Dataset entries
================
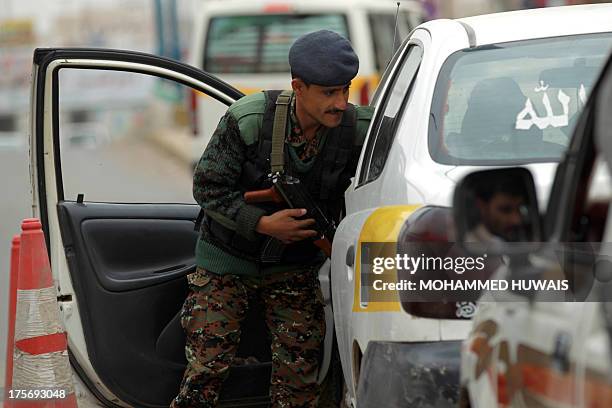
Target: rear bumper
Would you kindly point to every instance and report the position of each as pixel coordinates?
(410, 375)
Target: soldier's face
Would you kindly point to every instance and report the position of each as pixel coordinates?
(323, 104)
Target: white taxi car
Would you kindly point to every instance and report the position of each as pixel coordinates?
(494, 90)
(542, 348)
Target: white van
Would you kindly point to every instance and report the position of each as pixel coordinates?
(246, 43)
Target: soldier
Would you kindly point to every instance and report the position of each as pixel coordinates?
(323, 136)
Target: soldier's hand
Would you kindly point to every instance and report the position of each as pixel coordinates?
(284, 226)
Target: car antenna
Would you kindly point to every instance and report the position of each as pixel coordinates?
(395, 29)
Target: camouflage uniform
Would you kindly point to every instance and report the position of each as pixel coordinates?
(211, 317)
(220, 288)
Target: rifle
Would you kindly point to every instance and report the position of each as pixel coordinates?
(289, 191)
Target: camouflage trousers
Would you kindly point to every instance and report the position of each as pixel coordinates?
(211, 317)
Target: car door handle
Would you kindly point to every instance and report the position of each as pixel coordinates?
(350, 256)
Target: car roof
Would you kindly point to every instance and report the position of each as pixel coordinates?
(538, 23)
(279, 6)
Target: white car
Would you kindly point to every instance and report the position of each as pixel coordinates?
(245, 43)
(541, 348)
(493, 90)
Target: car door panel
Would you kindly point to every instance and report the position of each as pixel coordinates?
(125, 264)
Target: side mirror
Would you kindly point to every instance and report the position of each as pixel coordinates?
(496, 212)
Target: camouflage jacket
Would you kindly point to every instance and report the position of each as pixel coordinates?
(215, 183)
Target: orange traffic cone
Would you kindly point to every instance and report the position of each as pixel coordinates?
(41, 370)
(10, 341)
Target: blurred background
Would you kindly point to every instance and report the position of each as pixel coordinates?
(101, 110)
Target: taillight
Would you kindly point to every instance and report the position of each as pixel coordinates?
(364, 94)
(193, 111)
(273, 8)
(429, 233)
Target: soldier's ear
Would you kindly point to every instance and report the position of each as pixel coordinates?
(298, 86)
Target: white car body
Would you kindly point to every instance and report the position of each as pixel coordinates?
(541, 350)
(369, 43)
(410, 178)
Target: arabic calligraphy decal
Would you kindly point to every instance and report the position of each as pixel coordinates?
(528, 117)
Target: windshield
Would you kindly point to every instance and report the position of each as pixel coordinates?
(513, 103)
(260, 43)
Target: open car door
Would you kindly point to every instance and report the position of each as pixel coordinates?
(114, 197)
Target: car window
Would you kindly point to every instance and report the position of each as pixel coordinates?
(385, 122)
(124, 137)
(385, 76)
(260, 43)
(513, 103)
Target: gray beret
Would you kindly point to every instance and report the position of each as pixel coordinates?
(323, 58)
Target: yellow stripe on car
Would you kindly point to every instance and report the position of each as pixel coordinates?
(383, 225)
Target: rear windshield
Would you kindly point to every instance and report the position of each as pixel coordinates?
(260, 43)
(513, 103)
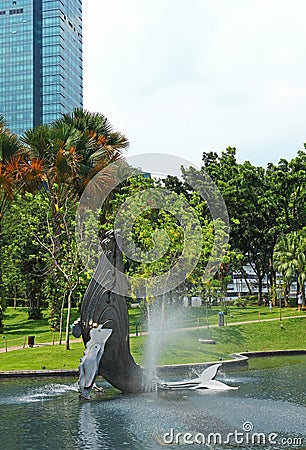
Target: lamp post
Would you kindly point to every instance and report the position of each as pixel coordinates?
(278, 291)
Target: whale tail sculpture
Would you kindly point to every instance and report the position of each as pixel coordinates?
(105, 330)
(204, 381)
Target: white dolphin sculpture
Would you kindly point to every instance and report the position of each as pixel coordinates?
(88, 369)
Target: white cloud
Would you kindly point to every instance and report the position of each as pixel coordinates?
(184, 76)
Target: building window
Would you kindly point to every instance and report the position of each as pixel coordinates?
(16, 11)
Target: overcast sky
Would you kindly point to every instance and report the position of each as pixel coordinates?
(187, 76)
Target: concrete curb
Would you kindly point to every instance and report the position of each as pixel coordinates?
(240, 359)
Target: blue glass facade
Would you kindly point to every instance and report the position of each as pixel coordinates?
(40, 60)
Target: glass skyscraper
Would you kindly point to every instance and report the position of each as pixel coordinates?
(40, 61)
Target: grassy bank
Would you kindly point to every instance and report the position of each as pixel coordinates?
(18, 327)
(176, 348)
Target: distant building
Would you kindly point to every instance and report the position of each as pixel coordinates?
(40, 61)
(238, 286)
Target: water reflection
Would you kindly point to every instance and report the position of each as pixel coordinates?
(49, 415)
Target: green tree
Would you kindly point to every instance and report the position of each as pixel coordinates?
(290, 259)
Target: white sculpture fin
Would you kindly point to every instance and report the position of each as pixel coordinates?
(214, 385)
(92, 356)
(209, 373)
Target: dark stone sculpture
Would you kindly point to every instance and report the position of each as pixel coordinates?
(102, 307)
(105, 331)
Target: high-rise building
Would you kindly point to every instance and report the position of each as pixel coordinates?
(40, 61)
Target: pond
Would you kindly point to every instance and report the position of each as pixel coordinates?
(268, 411)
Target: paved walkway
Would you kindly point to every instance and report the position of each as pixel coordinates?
(144, 333)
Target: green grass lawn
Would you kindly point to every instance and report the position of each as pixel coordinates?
(178, 347)
(17, 327)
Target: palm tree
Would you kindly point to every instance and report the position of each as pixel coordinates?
(290, 259)
(73, 149)
(16, 174)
================
*WHAT THE TASK ASKS*
Please copy all of the records above word for word, leaving out the pictures.

*FINAL RESULT*
Target: rear bumper
Would you kindly point to every instance and report the position of each as pixel coordinates?
(410, 375)
Target: soldier's face
Would you kindly point to every instance and report the position of each as pixel coordinates?
(323, 104)
Target: white taxi car
Would you kindly point to every instance and report the position of each as pixel coordinates?
(494, 90)
(542, 348)
Target: white van
Would you kindly point to every instance and report the position of each as pixel coordinates?
(246, 43)
Target: soldier
Would you kindly point to every instance and report the position of each as pixel coordinates?
(323, 136)
Target: soldier's hand
Would you kindly point to every instance and report the position of each as pixel coordinates?
(284, 226)
Target: car antenna
Would you kindly point to every instance and report the position of each as pixel coordinates?
(395, 29)
Target: camouflage uniform
Would you kindly point to every instance and report the position of each as pixel coordinates?
(211, 317)
(220, 288)
Target: rifle
Would you kindly point to every instance and report the position of each as pixel coordinates?
(289, 191)
Target: camouflage trousers
Would you kindly point to every instance and report the position of each as pixel coordinates?
(211, 317)
Target: car door handle
Would you kindly point to every instance and report the position of each as pixel coordinates?
(350, 256)
Target: car roof
Would you kindly point to every instance and report the position of each as pixel coordinates?
(538, 23)
(279, 6)
Target: white car
Would you kindly point to every instance and report the position of each as pixel coordinates?
(245, 43)
(541, 348)
(493, 90)
Target: car door panel
Would you kindly point to every instance and report the position of each as pixel coordinates?
(125, 264)
Target: side mirror
Would you kindly point to every instance and report the position of each as pixel coordinates?
(496, 212)
Target: camouflage jacket
Would you kindly point to every instance and report the position of each as pixel coordinates?
(215, 183)
Target: orange traffic cone
Would you kindly point to every instance and report the position of each as pixel coordinates?
(41, 370)
(10, 341)
Target: blurred background
Would you kindly point to every instance and report the position of each as pixel coordinates?
(101, 110)
Target: taillight
Would you kindly point to every instance and report the position of each as pixel coordinates?
(364, 94)
(193, 111)
(273, 8)
(429, 233)
Target: soldier's ear
Would you kindly point to every instance and report the position of each as pixel coordinates?
(298, 86)
Target: white car body
Would you kindly point to every instance and report the position of each as pixel coordinates?
(541, 350)
(369, 43)
(410, 178)
Target: arabic calligraphy decal
Would you kindly point to every instance and report the position of each as pixel coordinates?
(528, 117)
Target: windshield
Would you kindly point to every instance and report the position of each as pixel coordinates?
(513, 103)
(260, 43)
Target: open car door
Would you kindly point to every instance and report the position of each as pixel coordinates?
(114, 197)
Target: car window
Would you kindly point to every instance and report the position of each as pixel coordinates?
(385, 122)
(124, 137)
(385, 76)
(260, 43)
(513, 103)
Target: gray beret
Would you kindly point to every instance and report the position of each as pixel coordinates?
(323, 58)
Target: yellow stripe on car
Would you kindly point to every instance and report the position of each as pixel coordinates?
(383, 225)
Target: rear windshield
Would you kindly point to every instance and report the position of each as pixel coordinates?
(260, 43)
(513, 103)
Target: lamp post
Would you kindly point to every instance and report the position of each as pixel coordinates?
(278, 291)
Target: whale tail sculpture
Would you kindly point to every instance and report the position of each as pixel coordinates?
(105, 330)
(204, 381)
Target: white dolphin sculpture
Would you kindly point to every instance and report the position of each as pixel coordinates?
(88, 369)
Target: white cloud
Would you kindly point to every instance and report the position of each as pixel coordinates?
(184, 76)
Target: building window
Would you kindly point to every instance and report the position of each as pixel coordinates?
(16, 11)
Target: overcast sky
Would you kindly point to every instance and report the position of each as pixel coordinates?
(187, 76)
Target: concrete curb
Would you kindly point to every instance and report the position of each as pixel coordinates?
(240, 359)
Target: blue glass facade
Would you kindly point to every instance and report the position of each as pixel coordinates?
(40, 60)
Target: glass skyscraper
Would you kindly point to every instance and report the position of each as pixel coordinates?
(40, 61)
Target: grassy bank
Would you kindly point to every instance and report the position of each as pixel coordinates?
(18, 327)
(176, 348)
Target: distant building
Would you kindly point to every instance and report the position of each as pixel coordinates?
(40, 61)
(238, 286)
Target: water reflection
Would you kindly point to every instance and report the position of each as pixel coordinates?
(49, 415)
Target: green tree
Would you kindly point to every instance and report the position of each as pixel coordinates?
(290, 259)
Target: white sculpture fin
Would you kindly point to every instance and report the position of each as pixel coordinates?
(214, 385)
(92, 356)
(209, 373)
Target: dark stone sculpture
Would you kindly point to every instance and report the position of each as pixel coordinates?
(102, 307)
(105, 331)
Target: high-rise building
Would you kindly point to every instance and report the position of each as pixel coordinates?
(40, 61)
Target: pond
Would you kindly point to every instance and report the position of each as pixel coordinates?
(268, 411)
Target: paved walkway
Would you kindly point to every instance and report the position of each as pixel coordinates?
(144, 333)
Target: green grass lawn
Would you kindly point to every instance and report the position of each as pixel coordinates?
(178, 347)
(17, 327)
Target: palm tree
Would you kindly point to every instance and report the position of each as pixel coordinates?
(290, 259)
(73, 149)
(16, 174)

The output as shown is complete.